Brief: Would you reproduce exactly the lines below from the one holding "# each instance of the tree" through the one holding "# each instance of the pile", inclusive, and no others?

Segment Start: Dataset

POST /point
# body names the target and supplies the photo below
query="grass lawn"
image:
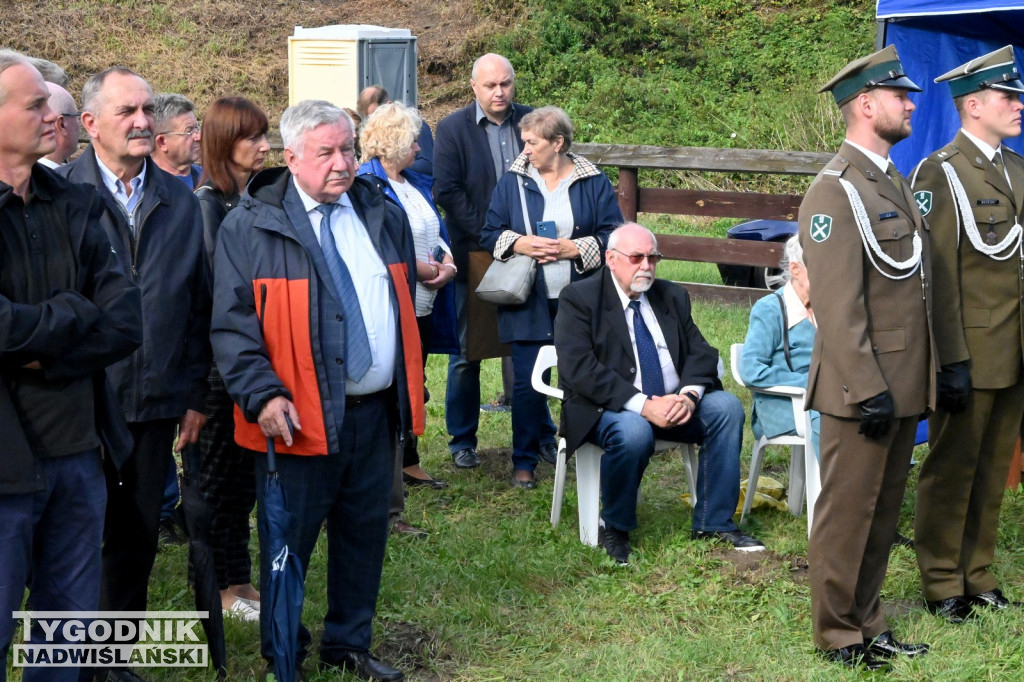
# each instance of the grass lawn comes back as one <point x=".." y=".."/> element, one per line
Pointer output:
<point x="495" y="593"/>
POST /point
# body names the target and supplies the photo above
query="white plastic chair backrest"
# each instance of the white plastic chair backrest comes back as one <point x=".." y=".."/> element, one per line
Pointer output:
<point x="546" y="358"/>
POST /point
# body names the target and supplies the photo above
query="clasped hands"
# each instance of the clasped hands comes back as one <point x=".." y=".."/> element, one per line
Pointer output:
<point x="668" y="411"/>
<point x="544" y="250"/>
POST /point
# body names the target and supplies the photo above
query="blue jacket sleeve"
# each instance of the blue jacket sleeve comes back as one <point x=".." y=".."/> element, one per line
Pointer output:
<point x="759" y="366"/>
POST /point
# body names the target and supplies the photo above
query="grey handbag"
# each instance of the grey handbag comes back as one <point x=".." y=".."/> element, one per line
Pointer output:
<point x="510" y="282"/>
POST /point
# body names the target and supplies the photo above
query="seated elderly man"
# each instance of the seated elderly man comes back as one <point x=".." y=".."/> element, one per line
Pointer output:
<point x="635" y="368"/>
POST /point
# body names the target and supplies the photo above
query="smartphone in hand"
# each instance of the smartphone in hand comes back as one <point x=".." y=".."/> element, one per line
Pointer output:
<point x="547" y="228"/>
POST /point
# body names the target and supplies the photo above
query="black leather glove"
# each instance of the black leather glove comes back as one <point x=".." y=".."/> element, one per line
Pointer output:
<point x="954" y="386"/>
<point x="877" y="415"/>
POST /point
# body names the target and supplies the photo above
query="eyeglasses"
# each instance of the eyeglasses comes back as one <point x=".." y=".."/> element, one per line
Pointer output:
<point x="190" y="131"/>
<point x="636" y="258"/>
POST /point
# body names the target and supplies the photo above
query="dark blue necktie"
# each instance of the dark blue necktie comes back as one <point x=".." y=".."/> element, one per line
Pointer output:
<point x="356" y="342"/>
<point x="650" y="365"/>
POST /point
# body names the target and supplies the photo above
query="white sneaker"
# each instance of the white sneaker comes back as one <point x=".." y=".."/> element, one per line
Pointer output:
<point x="242" y="611"/>
<point x="254" y="603"/>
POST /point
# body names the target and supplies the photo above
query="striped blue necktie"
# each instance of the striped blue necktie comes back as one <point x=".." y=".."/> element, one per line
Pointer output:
<point x="650" y="366"/>
<point x="356" y="343"/>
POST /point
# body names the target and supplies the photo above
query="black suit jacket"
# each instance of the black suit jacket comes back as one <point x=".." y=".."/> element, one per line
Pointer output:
<point x="464" y="177"/>
<point x="596" y="361"/>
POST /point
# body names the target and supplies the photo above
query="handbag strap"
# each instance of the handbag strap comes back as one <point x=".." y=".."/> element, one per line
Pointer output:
<point x="522" y="198"/>
<point x="785" y="331"/>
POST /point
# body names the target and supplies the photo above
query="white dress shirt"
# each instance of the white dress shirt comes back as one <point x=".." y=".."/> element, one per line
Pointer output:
<point x="373" y="286"/>
<point x="669" y="373"/>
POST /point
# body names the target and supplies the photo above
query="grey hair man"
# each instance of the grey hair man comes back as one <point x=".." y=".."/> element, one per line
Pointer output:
<point x="67" y="127"/>
<point x="155" y="224"/>
<point x="176" y="137"/>
<point x="67" y="310"/>
<point x="287" y="251"/>
<point x="52" y="73"/>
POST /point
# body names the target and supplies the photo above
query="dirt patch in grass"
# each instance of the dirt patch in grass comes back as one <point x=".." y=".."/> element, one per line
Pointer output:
<point x="412" y="648"/>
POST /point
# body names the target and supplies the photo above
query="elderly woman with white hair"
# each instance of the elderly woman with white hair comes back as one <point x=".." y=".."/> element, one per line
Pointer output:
<point x="777" y="349"/>
<point x="388" y="143"/>
<point x="559" y="209"/>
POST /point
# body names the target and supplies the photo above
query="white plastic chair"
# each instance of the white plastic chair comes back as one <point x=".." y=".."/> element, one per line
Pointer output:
<point x="589" y="462"/>
<point x="804" y="477"/>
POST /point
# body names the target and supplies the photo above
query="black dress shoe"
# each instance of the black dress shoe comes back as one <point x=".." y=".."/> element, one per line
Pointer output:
<point x="466" y="459"/>
<point x="432" y="483"/>
<point x="363" y="665"/>
<point x="739" y="541"/>
<point x="524" y="483"/>
<point x="854" y="655"/>
<point x="991" y="599"/>
<point x="887" y="646"/>
<point x="952" y="609"/>
<point x="615" y="543"/>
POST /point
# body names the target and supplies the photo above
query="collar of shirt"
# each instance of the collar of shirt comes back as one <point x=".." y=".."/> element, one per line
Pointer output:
<point x="796" y="312"/>
<point x="481" y="117"/>
<point x="310" y="204"/>
<point x="882" y="163"/>
<point x="114" y="183"/>
<point x="625" y="299"/>
<point x="983" y="146"/>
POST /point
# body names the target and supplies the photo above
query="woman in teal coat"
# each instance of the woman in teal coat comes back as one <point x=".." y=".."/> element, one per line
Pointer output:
<point x="777" y="349"/>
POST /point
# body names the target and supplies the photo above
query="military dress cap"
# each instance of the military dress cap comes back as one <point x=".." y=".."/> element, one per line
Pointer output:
<point x="880" y="70"/>
<point x="996" y="70"/>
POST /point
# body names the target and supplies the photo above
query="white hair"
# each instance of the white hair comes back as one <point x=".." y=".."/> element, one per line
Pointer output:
<point x="308" y="114"/>
<point x="613" y="238"/>
<point x="793" y="253"/>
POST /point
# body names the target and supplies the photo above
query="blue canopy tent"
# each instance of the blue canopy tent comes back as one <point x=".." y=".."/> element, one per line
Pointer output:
<point x="932" y="37"/>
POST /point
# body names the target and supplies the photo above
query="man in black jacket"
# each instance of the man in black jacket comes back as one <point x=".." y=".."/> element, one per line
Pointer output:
<point x="635" y="368"/>
<point x="67" y="310"/>
<point x="475" y="145"/>
<point x="155" y="223"/>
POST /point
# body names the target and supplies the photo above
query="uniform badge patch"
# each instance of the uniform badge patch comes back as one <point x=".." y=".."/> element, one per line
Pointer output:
<point x="924" y="201"/>
<point x="820" y="226"/>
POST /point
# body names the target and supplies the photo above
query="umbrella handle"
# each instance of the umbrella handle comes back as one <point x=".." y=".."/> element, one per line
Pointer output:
<point x="271" y="455"/>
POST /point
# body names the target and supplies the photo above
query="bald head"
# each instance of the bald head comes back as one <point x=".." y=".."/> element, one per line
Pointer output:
<point x="68" y="125"/>
<point x="494" y="84"/>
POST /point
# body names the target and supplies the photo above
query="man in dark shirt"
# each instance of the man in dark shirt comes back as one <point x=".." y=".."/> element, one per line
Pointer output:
<point x="67" y="311"/>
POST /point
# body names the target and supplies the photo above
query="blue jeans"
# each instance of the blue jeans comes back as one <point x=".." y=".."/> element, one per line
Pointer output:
<point x="351" y="491"/>
<point x="462" y="398"/>
<point x="52" y="539"/>
<point x="628" y="440"/>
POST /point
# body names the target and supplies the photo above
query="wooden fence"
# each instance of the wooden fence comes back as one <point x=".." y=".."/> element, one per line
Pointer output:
<point x="635" y="199"/>
<point x="631" y="159"/>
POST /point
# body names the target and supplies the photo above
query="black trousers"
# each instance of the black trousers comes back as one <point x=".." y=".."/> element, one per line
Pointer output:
<point x="134" y="498"/>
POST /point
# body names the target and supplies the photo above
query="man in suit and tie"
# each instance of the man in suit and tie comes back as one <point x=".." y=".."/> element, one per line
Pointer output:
<point x="972" y="193"/>
<point x="635" y="368"/>
<point x="475" y="146"/>
<point x="313" y="321"/>
<point x="871" y="375"/>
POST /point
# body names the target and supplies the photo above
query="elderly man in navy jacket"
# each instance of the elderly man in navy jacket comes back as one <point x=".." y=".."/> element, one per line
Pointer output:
<point x="475" y="146"/>
<point x="156" y="227"/>
<point x="67" y="310"/>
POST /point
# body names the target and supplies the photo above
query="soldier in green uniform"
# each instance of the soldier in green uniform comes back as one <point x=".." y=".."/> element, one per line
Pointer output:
<point x="871" y="373"/>
<point x="972" y="193"/>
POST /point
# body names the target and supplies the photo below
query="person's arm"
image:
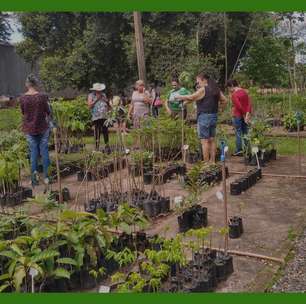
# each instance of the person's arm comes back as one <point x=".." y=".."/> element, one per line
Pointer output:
<point x="199" y="94"/>
<point x="222" y="101"/>
<point x="248" y="110"/>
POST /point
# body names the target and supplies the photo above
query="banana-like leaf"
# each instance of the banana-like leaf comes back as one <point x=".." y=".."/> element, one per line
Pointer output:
<point x="45" y="255"/>
<point x="8" y="254"/>
<point x="67" y="261"/>
<point x="4" y="277"/>
<point x="19" y="275"/>
<point x="61" y="273"/>
<point x="4" y="286"/>
<point x="16" y="249"/>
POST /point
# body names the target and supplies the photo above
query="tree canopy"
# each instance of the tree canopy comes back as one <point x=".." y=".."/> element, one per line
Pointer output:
<point x="77" y="49"/>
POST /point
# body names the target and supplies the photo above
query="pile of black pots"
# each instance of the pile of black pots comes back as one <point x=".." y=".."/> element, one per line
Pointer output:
<point x="235" y="227"/>
<point x="245" y="182"/>
<point x="194" y="157"/>
<point x="16" y="198"/>
<point x="263" y="157"/>
<point x="81" y="279"/>
<point x="74" y="148"/>
<point x="101" y="172"/>
<point x="65" y="193"/>
<point x="193" y="218"/>
<point x="210" y="177"/>
<point x="167" y="153"/>
<point x="135" y="169"/>
<point x="165" y="175"/>
<point x="202" y="274"/>
<point x="151" y="203"/>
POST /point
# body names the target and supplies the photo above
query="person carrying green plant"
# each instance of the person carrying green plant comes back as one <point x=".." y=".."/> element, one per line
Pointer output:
<point x="173" y="106"/>
<point x="241" y="111"/>
<point x="99" y="105"/>
<point x="35" y="110"/>
<point x="208" y="96"/>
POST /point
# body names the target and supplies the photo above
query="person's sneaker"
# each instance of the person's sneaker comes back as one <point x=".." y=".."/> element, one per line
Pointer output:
<point x="239" y="153"/>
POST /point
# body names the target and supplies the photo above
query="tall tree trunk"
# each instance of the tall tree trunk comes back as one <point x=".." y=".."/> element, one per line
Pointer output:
<point x="139" y="46"/>
<point x="293" y="57"/>
<point x="225" y="47"/>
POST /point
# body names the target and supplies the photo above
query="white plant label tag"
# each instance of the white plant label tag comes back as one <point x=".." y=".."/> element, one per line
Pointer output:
<point x="33" y="272"/>
<point x="254" y="150"/>
<point x="178" y="201"/>
<point x="219" y="195"/>
<point x="104" y="289"/>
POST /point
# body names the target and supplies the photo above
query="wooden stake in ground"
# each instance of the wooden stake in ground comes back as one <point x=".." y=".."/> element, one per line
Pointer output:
<point x="225" y="205"/>
<point x="183" y="150"/>
<point x="57" y="167"/>
<point x="299" y="150"/>
<point x="225" y="48"/>
<point x="139" y="46"/>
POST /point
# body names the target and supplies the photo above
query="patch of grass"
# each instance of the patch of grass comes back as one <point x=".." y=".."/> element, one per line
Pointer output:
<point x="10" y="119"/>
<point x="291" y="234"/>
<point x="285" y="146"/>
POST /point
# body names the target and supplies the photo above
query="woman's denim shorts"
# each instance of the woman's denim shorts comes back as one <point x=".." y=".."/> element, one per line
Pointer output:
<point x="207" y="124"/>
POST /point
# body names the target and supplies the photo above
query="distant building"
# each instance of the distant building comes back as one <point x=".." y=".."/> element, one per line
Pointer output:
<point x="13" y="71"/>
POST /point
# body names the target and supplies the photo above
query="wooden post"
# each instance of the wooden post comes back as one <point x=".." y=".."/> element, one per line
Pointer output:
<point x="225" y="205"/>
<point x="57" y="167"/>
<point x="225" y="47"/>
<point x="139" y="46"/>
<point x="299" y="150"/>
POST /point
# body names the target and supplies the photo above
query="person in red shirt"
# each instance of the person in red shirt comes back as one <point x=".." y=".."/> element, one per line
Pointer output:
<point x="241" y="111"/>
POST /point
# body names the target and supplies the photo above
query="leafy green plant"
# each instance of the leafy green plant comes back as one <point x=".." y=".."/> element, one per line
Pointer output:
<point x="290" y="121"/>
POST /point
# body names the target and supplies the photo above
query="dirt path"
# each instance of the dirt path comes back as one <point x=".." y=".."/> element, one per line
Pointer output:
<point x="271" y="209"/>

Segment End: Dataset

Exercise response:
# each instance of the tree canopy comes back as one <point x=".." y=".."/> element, one per line
Pointer output:
<point x="77" y="49"/>
POST /point
# body names the target and supplies the photo above
query="pile of black pots"
# each instance of the pile of black pots comes back as one <point x=".." y=".."/> element, one per line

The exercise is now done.